[START OF SELECTION]
With a new tax-cut package on his desk, Missouri Gov. Nixon has zeroed in on a new “fatal flaw’’ that his administration says could wipe out 65 percent of the state’s general-revenue income used to fund most state services and aid to public schools.

Missouri Capitol
Credit (Marshall Griffin/St. Louis Public Radio)
Missouri Capitol

The details may be different, but the basic argument mirrors last year’s fight, when Nixon successfully killed a tax-cut bill by highlighting flaws that he said would cost the state's treasury – and the public – far more than the bill’s backers had intended.

And this time, as he did last year, Nixon is traveling the state to make his case – with most of his stops at schools or universities that his allies say stand to lose if the tax cut stands.

Legislative leaders once again are challenging the governor’s claims, just as they did last year. Both sides also are armed with dueling legal opinions from outside experts.

But amid all of the latest tax-cut frenzy is a key difference from last year’s battle: Time.

In 2013, the General Assembly approved the tax-cut measure near the end of legislative session, giving Nixon all summer to blanket the state – and media airwaves – with his objections. Backers of the tax cut even brought in Texas Gov. Rick Perry but that couldn't generate enough momentum to override Nixon’s objections during the September veto session.

This time, the governor has only 15 days to act – and not much longer to make his case. That’s because the General Assembly put the bill on his desk early enough to force Nixon’s hand -- and to allow legislators to attempt to override any veto before the session ends May 16.

Since the bill landed on Nixon’s desk on April 16, he must act by May 1.

George Connor, head of the political science department at Missouri State University – where the governor was appearing Tuesday --  said that both sides will have limited time to energize average Missourians who otherwise may not be paying attention.

“The way the issue is framed is going to dictate how they react to it,” Connor said, referring to the public.

Would bill eliminate income taxes for most Missourians?

The chief provisions in the tax-cut bill – dubbed SB 509/496 -- would cut business taxes by 25 percent and lower the tax rate for individual taxpayers to 5.5 percent from the current 6 percent.  The bill also sets up new tax rates for various income levels below $9,000 a year.
[END OF SELECTION]
(WRITTEN TASK) In the Missouri tax-cut article, what individual income tax rate would SB 509/496 set?
[START OF DATASET ENTRIES]
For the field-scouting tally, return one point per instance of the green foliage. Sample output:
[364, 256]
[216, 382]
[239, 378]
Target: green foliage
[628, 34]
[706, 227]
[END OF DATASET ENTRIES]
(EXERCISE SOLUTION) 5.5 percent, down from the current 6 percent.